Transcribe only what runs from the line including "Pretty please, detect the green trim" through the last line of the entries, exactly as it appears.

Saved entries
# # # # # # #

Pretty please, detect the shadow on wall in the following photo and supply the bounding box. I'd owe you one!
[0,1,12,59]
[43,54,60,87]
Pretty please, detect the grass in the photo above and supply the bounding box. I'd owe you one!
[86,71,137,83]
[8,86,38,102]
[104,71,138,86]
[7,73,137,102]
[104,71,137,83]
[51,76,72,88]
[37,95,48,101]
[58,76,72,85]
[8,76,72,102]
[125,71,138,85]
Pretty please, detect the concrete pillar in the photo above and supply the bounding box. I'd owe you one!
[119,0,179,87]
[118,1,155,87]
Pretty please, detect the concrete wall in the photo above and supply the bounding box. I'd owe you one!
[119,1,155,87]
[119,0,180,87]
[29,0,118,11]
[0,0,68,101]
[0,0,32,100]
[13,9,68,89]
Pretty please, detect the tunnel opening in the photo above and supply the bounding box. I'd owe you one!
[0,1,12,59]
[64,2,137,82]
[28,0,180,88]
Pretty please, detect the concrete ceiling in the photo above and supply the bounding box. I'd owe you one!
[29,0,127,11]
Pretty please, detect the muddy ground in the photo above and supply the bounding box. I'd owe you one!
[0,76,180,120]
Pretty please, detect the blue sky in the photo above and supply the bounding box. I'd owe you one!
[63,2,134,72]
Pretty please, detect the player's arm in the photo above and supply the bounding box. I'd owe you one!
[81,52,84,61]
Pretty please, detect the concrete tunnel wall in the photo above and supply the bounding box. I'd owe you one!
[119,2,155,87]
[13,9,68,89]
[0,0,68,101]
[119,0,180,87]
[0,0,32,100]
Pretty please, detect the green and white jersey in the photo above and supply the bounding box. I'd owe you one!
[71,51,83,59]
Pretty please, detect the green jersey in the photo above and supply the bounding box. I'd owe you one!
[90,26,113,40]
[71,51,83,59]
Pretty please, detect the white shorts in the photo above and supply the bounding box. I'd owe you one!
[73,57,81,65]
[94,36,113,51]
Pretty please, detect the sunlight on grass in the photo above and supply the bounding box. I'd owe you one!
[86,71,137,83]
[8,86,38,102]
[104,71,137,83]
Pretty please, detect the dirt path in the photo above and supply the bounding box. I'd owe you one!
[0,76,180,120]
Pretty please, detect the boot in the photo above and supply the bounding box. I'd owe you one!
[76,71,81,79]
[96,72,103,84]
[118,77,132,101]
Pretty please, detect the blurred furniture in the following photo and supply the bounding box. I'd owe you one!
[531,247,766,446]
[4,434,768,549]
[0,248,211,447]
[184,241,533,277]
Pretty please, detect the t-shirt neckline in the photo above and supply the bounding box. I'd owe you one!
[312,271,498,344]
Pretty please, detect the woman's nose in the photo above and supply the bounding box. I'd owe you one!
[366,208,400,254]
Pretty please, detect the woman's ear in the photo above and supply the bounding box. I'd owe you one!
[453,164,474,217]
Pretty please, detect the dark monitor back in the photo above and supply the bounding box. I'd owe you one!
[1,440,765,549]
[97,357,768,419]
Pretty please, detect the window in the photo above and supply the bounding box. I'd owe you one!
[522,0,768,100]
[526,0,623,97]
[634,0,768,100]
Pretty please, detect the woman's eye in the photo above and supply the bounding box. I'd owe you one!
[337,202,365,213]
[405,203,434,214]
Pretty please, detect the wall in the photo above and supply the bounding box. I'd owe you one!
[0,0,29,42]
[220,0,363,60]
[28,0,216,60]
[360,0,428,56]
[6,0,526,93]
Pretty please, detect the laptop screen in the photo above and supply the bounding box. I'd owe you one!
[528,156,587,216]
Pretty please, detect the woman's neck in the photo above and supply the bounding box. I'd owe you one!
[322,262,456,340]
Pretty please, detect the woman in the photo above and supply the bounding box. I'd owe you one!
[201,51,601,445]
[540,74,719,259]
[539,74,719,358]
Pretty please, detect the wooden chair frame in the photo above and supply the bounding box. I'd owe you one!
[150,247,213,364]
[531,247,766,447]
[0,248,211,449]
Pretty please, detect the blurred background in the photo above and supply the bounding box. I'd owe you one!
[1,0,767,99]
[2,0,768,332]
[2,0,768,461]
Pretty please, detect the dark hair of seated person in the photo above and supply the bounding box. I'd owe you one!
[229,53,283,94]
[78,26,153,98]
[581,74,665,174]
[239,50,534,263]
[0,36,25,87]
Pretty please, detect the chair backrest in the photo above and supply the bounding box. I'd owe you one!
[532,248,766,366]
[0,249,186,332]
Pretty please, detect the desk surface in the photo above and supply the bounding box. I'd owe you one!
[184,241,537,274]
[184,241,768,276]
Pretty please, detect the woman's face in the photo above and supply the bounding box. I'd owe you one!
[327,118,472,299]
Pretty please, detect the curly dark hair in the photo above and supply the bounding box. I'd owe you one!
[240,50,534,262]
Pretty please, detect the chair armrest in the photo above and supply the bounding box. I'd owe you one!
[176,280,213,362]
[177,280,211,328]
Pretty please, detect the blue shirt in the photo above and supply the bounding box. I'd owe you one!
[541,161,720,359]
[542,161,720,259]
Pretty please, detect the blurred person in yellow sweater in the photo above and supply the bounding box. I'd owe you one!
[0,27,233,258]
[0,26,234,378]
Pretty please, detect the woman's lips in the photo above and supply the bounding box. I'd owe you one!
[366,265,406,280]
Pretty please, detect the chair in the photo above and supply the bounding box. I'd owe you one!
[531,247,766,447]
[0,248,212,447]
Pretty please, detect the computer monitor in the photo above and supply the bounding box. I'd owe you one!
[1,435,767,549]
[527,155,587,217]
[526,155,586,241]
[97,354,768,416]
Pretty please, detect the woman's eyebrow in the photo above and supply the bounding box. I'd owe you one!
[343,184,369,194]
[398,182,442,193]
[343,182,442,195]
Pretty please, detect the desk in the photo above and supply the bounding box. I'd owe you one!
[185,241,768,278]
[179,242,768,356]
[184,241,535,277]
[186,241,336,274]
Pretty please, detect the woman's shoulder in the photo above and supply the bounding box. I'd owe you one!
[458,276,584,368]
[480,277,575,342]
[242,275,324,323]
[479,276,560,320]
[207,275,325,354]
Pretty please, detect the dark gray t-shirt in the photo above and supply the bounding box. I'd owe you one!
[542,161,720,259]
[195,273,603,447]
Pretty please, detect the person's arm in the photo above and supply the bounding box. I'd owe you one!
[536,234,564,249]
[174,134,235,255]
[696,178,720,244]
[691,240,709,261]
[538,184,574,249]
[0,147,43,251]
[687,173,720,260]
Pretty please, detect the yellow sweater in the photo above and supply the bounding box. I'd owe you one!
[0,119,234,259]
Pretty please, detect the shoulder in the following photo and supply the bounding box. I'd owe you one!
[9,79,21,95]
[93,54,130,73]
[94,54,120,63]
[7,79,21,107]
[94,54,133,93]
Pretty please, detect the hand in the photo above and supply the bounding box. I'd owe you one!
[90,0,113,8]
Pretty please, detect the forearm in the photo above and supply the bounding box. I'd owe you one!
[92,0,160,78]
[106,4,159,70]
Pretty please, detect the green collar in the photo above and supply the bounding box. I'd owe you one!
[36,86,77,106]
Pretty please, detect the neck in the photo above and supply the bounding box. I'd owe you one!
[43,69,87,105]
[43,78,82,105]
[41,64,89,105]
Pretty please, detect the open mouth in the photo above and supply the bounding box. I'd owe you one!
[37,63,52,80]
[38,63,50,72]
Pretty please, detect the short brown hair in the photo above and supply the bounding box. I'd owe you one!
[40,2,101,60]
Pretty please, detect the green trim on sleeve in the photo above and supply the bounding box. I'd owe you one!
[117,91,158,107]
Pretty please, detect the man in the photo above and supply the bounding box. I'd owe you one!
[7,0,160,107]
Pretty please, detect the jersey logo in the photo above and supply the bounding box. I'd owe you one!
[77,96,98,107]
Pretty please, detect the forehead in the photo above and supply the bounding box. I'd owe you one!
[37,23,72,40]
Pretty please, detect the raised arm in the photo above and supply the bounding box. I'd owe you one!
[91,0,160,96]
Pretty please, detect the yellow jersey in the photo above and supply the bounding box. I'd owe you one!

# # # # # # #

**YOUR SOLUTION**
Pretty please, detect the green trim on sleeve in the photo above and supply the bounding box. I'd owe you one!
[117,91,158,107]
Pretty please, detect the man in the photo above and supply the bounding box. I'd owe you one!
[7,0,160,107]
Pretty please, detect the jersey logo in the photo above and supply the bounding box. I'd owe you one!
[77,96,98,107]
Pretty please, detect the forehead in the photo above and supply the bounding box. I'd owe you one!
[37,23,72,40]
Pretty please, detect the raised arm in the photo above and supply the bounding box. I'd owe you one!
[91,0,160,96]
Pretty please, detect the yellow jersey in the photo above and supply the bounding box. I'd owe you one!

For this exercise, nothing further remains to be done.